--- WHAT TO WORK ON ---
Reproduce, word for word, every line starting at the line that contains "linked, one point per instance." and ending with the final line of the entries.

=== Section Start ===

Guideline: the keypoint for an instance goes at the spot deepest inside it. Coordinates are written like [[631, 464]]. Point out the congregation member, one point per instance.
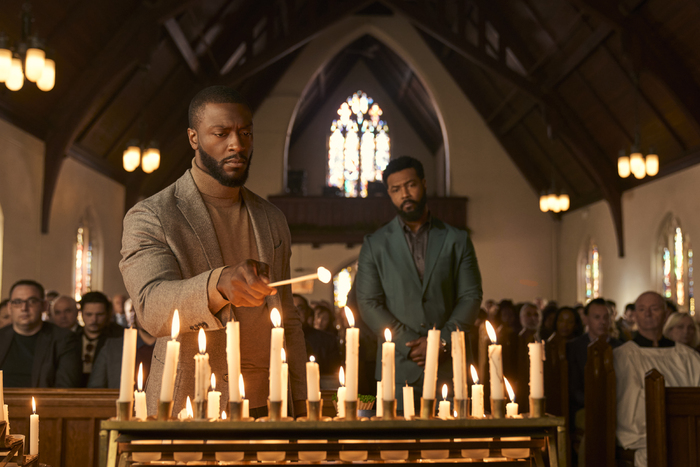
[[416, 273], [649, 349], [35, 353], [64, 313], [207, 246]]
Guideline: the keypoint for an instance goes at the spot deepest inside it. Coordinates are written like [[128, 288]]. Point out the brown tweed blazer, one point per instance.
[[169, 250]]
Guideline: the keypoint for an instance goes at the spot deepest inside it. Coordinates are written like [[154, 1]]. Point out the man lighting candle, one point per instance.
[[414, 273], [209, 247]]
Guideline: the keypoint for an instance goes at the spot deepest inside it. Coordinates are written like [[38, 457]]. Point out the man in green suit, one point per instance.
[[416, 273]]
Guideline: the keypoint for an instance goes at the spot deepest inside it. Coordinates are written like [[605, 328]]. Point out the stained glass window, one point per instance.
[[592, 272], [358, 147]]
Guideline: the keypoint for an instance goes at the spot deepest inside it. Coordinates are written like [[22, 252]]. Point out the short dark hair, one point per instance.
[[595, 301], [402, 163], [30, 283], [212, 95], [96, 297]]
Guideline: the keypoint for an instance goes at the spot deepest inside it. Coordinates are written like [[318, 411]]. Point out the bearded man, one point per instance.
[[416, 273], [208, 247]]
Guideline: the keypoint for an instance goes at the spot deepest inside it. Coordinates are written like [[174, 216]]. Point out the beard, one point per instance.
[[216, 169], [418, 209]]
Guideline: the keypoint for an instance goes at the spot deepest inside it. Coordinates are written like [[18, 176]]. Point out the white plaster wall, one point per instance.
[[513, 240], [644, 210]]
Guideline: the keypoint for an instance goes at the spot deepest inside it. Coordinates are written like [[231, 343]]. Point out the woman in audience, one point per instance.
[[681, 327]]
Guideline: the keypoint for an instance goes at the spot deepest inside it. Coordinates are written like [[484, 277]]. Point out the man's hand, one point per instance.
[[245, 284], [418, 350]]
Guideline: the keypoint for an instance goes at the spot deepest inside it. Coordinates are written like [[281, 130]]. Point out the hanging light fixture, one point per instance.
[[29, 51]]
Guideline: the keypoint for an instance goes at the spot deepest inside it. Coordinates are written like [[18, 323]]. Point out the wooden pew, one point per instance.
[[69, 422], [673, 418]]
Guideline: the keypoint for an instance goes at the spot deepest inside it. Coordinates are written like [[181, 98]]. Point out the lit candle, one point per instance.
[[126, 384], [34, 431], [495, 364], [431, 361], [140, 397], [352, 352], [477, 395], [536, 351], [459, 380], [172, 355], [285, 381], [246, 402], [444, 407], [409, 409], [388, 369], [202, 370], [233, 359], [276, 356], [341, 393], [313, 379], [213, 400], [512, 407]]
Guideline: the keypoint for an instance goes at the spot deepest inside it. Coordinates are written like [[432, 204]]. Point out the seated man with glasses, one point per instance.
[[34, 353]]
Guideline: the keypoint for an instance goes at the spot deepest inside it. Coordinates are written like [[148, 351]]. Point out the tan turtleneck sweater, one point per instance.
[[236, 237]]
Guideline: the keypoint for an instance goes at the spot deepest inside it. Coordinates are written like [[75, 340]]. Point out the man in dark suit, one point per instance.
[[415, 273], [34, 353]]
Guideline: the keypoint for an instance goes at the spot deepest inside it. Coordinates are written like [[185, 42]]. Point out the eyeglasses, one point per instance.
[[31, 301]]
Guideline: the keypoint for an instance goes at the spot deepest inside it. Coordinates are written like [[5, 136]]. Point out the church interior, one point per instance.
[[508, 105]]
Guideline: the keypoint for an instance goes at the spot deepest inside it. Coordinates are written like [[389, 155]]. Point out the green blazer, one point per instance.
[[390, 293]]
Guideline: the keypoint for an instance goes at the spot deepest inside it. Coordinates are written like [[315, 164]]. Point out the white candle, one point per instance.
[[233, 359], [388, 368], [536, 351], [313, 380], [34, 431], [172, 355], [431, 362], [341, 393], [409, 409], [126, 384], [285, 382], [213, 401], [495, 364], [276, 356], [352, 352], [459, 381], [444, 406], [140, 397], [477, 395]]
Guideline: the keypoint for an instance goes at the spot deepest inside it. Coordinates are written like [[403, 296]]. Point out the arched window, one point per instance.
[[676, 258], [358, 147]]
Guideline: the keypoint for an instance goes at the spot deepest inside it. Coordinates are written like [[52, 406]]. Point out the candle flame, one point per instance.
[[324, 275], [511, 394], [241, 386], [276, 318], [475, 376], [491, 332], [350, 317], [139, 379], [202, 339], [175, 329]]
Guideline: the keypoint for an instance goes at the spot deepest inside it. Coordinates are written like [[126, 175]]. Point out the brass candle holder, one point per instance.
[[427, 408], [498, 408], [165, 410], [537, 407], [124, 410]]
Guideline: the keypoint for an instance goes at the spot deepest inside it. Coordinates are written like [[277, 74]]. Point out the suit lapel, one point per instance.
[[191, 205]]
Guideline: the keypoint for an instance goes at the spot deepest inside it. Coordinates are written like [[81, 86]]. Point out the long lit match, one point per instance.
[[323, 274]]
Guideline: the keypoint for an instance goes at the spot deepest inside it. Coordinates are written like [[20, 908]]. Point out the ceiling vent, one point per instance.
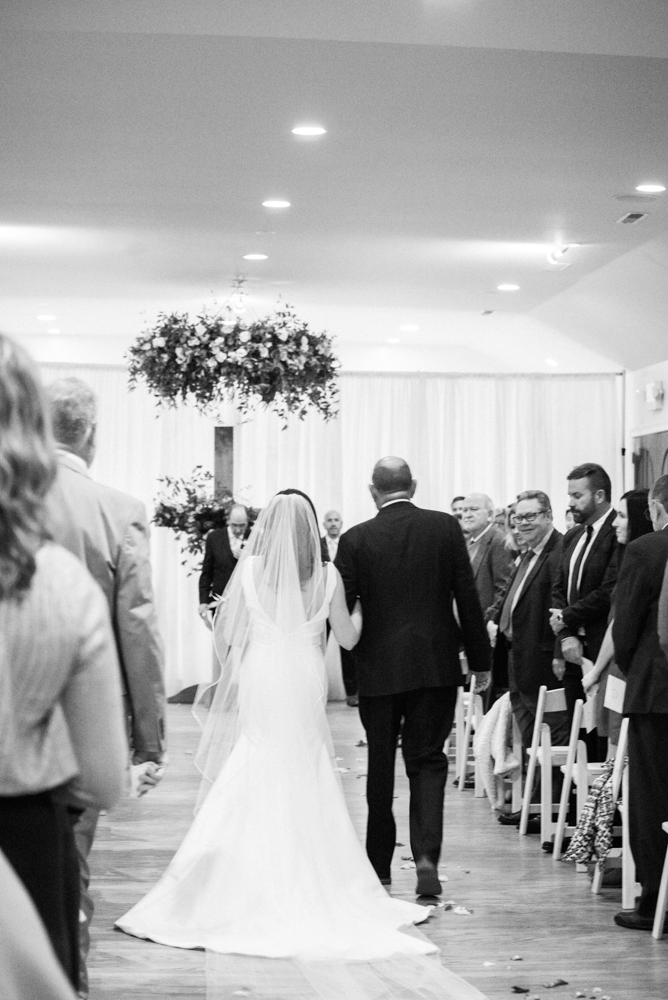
[[631, 218]]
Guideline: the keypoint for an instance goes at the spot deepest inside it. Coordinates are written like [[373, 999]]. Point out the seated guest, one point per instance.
[[221, 551], [519, 622], [62, 738], [642, 661]]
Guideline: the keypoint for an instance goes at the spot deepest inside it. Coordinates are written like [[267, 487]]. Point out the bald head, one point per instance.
[[391, 480]]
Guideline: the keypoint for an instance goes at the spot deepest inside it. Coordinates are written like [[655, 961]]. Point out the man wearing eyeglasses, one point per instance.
[[583, 584], [518, 623], [641, 659]]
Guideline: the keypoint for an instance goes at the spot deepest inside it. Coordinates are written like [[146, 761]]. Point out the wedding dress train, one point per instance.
[[271, 878]]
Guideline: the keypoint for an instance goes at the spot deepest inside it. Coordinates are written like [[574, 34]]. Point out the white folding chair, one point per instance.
[[575, 769], [621, 856], [662, 901], [547, 756], [469, 708]]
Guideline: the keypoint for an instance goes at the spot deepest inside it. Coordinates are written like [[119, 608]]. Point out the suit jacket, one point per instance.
[[492, 566], [108, 531], [638, 653], [218, 566], [533, 639], [406, 566], [599, 576]]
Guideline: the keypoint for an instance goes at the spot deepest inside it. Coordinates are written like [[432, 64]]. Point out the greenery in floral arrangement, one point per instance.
[[277, 361], [191, 508]]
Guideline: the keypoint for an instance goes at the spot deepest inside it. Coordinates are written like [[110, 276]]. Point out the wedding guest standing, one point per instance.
[[221, 553], [407, 566], [332, 523], [62, 744], [583, 583], [641, 659], [108, 531]]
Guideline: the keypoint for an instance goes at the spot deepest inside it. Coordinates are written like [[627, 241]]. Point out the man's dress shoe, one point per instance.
[[635, 921], [428, 882]]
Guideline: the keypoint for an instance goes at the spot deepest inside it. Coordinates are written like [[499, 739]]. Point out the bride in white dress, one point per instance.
[[271, 878]]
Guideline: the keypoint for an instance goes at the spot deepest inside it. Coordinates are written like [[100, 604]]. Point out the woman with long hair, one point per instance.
[[271, 879], [632, 521], [62, 741]]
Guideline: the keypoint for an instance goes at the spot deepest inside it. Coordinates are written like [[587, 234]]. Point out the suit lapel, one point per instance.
[[531, 575]]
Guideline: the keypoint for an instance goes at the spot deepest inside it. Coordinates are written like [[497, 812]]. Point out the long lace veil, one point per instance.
[[277, 587]]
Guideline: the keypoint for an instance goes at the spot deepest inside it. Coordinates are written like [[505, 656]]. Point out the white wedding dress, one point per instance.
[[271, 878]]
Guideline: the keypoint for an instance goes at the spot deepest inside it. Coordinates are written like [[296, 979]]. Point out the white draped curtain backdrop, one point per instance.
[[496, 434]]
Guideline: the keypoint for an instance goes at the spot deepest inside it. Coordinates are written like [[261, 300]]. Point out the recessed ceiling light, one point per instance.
[[309, 130]]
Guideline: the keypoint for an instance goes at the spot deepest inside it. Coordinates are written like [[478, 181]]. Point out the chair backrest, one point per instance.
[[555, 701]]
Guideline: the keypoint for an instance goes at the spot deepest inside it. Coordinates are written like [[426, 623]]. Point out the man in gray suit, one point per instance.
[[108, 531]]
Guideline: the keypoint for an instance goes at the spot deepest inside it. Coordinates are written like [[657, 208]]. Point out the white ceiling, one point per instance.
[[465, 138]]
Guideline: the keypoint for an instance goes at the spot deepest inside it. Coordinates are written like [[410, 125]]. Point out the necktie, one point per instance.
[[506, 611], [574, 589]]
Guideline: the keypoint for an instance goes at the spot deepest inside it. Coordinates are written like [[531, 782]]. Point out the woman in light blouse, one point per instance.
[[62, 741]]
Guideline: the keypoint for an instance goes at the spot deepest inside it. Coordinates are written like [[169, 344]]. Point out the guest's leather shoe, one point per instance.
[[428, 882], [509, 819], [635, 921]]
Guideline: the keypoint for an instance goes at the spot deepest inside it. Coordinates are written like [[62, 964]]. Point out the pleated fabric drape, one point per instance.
[[495, 434]]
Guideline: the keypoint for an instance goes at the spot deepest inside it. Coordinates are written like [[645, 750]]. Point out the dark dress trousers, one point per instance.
[[218, 565], [407, 566], [592, 609], [639, 656], [528, 659]]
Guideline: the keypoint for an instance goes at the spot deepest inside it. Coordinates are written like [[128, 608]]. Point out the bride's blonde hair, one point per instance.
[[27, 467]]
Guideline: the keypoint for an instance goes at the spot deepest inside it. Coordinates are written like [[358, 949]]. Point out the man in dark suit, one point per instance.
[[491, 561], [519, 621], [329, 543], [639, 656], [221, 553], [583, 583], [407, 566]]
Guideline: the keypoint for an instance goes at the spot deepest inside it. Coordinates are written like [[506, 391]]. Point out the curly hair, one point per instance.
[[27, 467]]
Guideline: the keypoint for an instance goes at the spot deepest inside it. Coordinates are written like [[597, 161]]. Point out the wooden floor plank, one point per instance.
[[523, 904]]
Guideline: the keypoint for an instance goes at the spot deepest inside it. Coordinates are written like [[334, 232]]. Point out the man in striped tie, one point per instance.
[[519, 621], [583, 583]]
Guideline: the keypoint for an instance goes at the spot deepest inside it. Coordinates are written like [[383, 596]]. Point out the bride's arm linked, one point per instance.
[[346, 629]]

=== Section End ===

--- EXPECTED OUTPUT ---
Guideline: the keypoint for an instance goes at the spot deepest inside it. Coordinates are written like [[383, 596]]. Point out the bride's arm linked, one point per instance.
[[346, 629]]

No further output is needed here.